» EXTRAIT FOURNI
┏━━
Le décor : la ville foisonnante de Bangalore. L’action : des meurtres, commis avec une rare violence et selon un schéma rituel qui laisse supposer la présence d’un tueur en série. Les protagonistes : l’inspecteur Borei Gowda, autrefois brillant enquêteur, désormais cynique et désabusé, et son jeune adjoint, à qui il en fait voir de toutes les couleurs.
Ajoutons à cela un politicien véreux, une inconnue fascinante qui a une fâcheuse tendance à se trouver sur les lieux des crimes, un fils en manque d’affection, une dame qui ne demande qu’à renouer avec son amour de jeunesse… Voilà quelques-uns des ingrédients de ce polar à la mode indienne, qui nous ouvre un monde inédit de couleurs, de parfums et de saveurs. Car l’Inde y est extraordinairement présente, servie à merveille par la traduction, qui restitue avec bonheur tout un univers de sensations, passant avec virtuosité de l’art du maquillage aux scènes de marché, des dialogues parfois aigres entre policiers aux monologues intérieurs d’une femme mystérieuse. On lit ce roman avec beaucoup de plaisir, à la fois pour l’intrigue, pour les aperçus qu’il livre sur l’Inde d’aujourd’hui, et pour cette plongée dans un univers d’une formidable richesse poétique.
Anita Nair
L’Inconnue de Bangalore
Traduit de l’anglais (Inde) par Dominique Vitalyos
Albin Michel, 2013
Nous restons en Inde, avec Anita Desai, cette fois, pour un voyage dans les contrées intérieures de l’effacement de soi. L’art de l’effacement, tel est le titre donné à ce recueil de trois nouvelles, qui, toutes, parlent de disparition et d’oubli. Dans la première, le narrateur se remémore un épisode de sa jeunesse au cours duquel il a eu l’occasion de visiter un improbable musée dans une demeure à l’abandon ; dans la seconde, c’est une traductrice qui se laisse prendre à la tentation de réécrire le roman qu’elle doit traduire, au risque de se perdre ; et la dernière nouvelle voit un homme retourner vivre dans la maison de ses parents adoptifs, au coeur de la montagne, et s’isoler dans sa contemplation de la nature.
┗━━
» Enregistrements tirés d'une collection
┏━━
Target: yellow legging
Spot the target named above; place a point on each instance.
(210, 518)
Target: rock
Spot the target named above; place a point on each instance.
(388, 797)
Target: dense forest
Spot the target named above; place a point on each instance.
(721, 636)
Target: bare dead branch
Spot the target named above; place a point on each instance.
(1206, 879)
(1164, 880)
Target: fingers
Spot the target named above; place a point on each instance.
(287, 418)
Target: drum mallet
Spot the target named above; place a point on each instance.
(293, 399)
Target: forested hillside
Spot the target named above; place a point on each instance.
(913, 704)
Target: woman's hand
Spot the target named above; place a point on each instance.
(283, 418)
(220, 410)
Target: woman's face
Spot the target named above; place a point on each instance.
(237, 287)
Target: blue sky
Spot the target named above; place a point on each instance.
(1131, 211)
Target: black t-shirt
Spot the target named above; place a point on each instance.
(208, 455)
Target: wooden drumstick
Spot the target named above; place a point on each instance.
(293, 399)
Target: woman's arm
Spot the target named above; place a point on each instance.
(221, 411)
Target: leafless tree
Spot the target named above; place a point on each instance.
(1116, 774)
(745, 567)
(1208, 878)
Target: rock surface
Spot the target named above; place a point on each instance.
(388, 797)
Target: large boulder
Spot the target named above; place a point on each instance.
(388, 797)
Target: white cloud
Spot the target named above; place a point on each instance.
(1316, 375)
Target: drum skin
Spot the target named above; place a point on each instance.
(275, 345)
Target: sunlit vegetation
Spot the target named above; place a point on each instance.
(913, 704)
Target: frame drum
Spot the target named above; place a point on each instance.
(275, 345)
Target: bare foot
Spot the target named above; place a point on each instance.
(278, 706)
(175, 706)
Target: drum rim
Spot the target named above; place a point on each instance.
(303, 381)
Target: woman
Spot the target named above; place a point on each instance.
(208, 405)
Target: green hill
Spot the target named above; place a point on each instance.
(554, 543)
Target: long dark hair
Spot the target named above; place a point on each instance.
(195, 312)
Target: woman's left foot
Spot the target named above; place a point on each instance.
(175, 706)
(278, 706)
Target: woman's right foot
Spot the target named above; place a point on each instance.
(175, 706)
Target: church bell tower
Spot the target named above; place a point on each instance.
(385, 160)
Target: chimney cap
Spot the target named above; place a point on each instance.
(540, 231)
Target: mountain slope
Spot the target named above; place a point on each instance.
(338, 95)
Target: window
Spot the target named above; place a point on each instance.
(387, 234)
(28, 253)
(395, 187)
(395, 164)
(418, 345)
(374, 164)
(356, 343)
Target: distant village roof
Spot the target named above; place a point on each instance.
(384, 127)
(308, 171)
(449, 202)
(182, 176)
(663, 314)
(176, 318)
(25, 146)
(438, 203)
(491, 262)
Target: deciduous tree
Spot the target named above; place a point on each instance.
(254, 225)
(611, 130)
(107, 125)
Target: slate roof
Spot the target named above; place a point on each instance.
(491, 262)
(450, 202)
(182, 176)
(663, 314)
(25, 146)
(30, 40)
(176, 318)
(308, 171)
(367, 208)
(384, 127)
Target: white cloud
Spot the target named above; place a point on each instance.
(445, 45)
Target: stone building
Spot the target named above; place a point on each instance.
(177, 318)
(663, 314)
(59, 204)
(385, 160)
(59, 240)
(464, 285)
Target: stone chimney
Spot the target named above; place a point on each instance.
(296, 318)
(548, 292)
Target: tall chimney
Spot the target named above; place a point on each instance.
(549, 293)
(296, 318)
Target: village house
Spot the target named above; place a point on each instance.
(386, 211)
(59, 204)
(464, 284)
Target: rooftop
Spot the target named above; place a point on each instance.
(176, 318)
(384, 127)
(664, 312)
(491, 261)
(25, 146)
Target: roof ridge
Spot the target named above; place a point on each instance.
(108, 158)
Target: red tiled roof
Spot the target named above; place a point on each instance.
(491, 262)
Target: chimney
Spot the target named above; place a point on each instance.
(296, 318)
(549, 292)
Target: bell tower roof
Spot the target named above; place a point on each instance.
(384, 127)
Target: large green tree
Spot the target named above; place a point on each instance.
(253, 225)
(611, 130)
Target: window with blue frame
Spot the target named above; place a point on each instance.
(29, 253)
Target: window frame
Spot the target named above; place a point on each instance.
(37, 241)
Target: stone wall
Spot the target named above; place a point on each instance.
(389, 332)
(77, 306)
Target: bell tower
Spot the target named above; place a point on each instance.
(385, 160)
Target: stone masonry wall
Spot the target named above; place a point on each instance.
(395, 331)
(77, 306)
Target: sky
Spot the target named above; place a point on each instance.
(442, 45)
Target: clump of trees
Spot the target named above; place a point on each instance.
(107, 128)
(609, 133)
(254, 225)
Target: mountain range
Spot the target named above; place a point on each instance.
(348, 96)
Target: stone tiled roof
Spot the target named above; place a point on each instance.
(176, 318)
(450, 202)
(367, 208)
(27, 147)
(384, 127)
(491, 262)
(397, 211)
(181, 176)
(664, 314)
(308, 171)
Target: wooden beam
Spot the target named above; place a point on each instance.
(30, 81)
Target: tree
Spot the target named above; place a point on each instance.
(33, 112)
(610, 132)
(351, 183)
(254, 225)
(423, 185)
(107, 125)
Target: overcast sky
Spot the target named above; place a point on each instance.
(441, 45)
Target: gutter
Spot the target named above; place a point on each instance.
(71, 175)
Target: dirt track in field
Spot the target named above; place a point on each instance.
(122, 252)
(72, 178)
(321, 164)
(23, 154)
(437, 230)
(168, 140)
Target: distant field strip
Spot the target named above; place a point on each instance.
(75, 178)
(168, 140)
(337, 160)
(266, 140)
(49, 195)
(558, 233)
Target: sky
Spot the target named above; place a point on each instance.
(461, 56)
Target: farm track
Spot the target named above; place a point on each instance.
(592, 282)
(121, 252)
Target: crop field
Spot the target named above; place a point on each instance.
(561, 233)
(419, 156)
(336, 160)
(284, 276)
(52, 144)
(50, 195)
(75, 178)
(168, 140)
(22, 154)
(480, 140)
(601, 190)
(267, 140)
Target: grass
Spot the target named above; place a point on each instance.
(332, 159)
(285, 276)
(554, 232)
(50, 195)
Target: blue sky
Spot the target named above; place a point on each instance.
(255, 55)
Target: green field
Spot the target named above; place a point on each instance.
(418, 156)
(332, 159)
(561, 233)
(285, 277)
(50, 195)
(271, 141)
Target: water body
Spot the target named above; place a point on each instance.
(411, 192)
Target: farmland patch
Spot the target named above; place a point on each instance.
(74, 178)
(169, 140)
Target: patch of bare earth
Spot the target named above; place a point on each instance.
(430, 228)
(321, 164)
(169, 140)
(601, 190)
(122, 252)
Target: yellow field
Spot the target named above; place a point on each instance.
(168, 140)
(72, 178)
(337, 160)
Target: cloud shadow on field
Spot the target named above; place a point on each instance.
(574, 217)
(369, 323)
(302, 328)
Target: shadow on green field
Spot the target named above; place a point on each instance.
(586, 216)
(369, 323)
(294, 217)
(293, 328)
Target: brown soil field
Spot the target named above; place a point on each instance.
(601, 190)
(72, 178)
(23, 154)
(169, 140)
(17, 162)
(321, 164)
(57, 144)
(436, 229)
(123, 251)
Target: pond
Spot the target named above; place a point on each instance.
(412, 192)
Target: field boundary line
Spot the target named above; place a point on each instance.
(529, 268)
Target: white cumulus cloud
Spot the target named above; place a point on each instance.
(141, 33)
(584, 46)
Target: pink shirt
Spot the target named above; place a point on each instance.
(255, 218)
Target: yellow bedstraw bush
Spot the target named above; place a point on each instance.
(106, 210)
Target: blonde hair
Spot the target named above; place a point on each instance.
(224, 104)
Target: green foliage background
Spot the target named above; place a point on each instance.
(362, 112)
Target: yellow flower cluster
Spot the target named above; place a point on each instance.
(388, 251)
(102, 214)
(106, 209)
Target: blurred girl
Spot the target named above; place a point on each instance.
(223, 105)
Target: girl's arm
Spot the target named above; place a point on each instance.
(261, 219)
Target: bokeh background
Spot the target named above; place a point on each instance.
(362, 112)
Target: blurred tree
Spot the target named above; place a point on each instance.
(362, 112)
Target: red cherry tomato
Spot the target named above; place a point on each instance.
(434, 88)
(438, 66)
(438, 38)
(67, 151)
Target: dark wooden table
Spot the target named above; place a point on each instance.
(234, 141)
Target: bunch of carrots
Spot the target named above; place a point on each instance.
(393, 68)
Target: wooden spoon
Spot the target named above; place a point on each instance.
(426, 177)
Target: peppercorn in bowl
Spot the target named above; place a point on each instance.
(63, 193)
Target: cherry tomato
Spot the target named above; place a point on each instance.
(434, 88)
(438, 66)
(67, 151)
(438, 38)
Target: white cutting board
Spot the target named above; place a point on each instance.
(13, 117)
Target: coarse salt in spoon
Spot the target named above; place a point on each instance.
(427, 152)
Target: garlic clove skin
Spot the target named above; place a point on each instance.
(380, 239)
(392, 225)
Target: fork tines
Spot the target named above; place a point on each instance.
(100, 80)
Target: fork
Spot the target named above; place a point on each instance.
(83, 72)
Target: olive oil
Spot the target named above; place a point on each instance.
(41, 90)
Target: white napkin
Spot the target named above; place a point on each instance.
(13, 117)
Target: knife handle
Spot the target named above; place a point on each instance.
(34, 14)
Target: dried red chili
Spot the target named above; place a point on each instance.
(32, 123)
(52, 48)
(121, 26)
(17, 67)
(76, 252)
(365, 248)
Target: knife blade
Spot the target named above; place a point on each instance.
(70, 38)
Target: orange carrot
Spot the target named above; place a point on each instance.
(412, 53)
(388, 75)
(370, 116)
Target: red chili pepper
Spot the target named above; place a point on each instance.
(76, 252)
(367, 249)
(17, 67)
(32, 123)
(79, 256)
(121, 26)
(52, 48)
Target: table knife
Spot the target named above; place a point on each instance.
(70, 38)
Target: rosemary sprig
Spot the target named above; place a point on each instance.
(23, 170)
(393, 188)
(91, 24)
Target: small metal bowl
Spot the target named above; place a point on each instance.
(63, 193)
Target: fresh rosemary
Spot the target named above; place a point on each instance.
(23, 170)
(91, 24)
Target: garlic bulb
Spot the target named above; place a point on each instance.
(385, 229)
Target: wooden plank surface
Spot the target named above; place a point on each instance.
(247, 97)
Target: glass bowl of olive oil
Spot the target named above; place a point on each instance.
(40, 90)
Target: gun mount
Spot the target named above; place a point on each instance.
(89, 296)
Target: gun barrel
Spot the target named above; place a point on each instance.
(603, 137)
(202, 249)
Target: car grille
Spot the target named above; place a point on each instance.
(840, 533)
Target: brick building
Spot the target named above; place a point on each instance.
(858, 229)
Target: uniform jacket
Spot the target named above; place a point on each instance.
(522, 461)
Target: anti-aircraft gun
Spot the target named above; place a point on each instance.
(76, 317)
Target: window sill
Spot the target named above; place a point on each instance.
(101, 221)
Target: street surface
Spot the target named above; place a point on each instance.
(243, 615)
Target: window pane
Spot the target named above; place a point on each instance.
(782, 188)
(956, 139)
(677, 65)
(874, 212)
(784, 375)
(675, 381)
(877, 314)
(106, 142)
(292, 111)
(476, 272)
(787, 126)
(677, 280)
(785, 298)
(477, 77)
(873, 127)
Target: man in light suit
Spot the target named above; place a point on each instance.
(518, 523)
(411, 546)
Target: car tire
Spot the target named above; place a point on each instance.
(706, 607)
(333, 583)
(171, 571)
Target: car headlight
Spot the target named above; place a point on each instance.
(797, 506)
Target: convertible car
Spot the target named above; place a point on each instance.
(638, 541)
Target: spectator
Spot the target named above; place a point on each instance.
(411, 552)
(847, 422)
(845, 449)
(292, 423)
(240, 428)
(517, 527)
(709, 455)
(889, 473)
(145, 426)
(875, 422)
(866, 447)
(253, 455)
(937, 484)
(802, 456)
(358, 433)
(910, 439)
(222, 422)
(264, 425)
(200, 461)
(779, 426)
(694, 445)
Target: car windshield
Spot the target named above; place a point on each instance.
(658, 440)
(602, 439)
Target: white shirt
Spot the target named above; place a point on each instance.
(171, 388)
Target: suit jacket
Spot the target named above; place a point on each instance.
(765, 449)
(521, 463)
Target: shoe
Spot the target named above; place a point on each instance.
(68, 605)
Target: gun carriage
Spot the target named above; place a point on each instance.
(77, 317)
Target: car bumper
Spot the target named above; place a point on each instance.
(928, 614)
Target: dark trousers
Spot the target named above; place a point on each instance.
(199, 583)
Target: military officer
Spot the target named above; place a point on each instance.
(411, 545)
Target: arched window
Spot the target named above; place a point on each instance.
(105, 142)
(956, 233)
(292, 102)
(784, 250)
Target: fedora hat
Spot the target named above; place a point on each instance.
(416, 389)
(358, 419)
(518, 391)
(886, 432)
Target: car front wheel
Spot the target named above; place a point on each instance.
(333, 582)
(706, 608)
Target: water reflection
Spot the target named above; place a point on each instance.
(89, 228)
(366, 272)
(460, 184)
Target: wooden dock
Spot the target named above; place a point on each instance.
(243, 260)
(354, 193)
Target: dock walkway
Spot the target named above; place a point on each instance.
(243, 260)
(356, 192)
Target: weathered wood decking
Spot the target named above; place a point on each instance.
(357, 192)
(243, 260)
┗━━
» TÂCHE COURTE 1
D'après l'extrait fourni, qui a traduit L'Inconnue de Bangalore, et depuis quelle langue ?
» TÂCHE COURTE 2
Reprenez l'extrait fourni, consacré à des livres situés en Inde, juste après sa dernière phrase.
Le matériel ne joue aucun rôle dans ce travail.

» RÉSULTAT 1
Dominique Vitalyos, depuis l'anglais (Inde).

» RÉSULTAT 2
Dans ces trois textes courts, Anita Desai dépeint un univers singulier, marqué par une fracture entre les forces de vie et celles de la disparition, entre le désir d’exister et la douleur de ne pouvoir accéder à l’existence. Ses personnages, aussi différents soient-ils les uns des autres, font tous la même expérience, celle de la déception dans un monde qui ne leur donne pas la possibilité de déployer leurs talents et leur envie de vivre. Leurs tentatives de changer les règles du jeu paraissent vouées à l’échec et ils se retrouvent contraints de vivre en deçà d’eux-mêmes, en conformité avec des règles sociales dont ils mesurent l’inanité ou dans l’isolement et le retrait du monde. Ce recueil inspire un certain sentiment de mélancolie. Son style à la fois incisif et empreint d’une forme de douceur poétique est fort bien rendu par la traduction, qui célèbre l’art de se faire oublier sans céder aux tentations de la disparition.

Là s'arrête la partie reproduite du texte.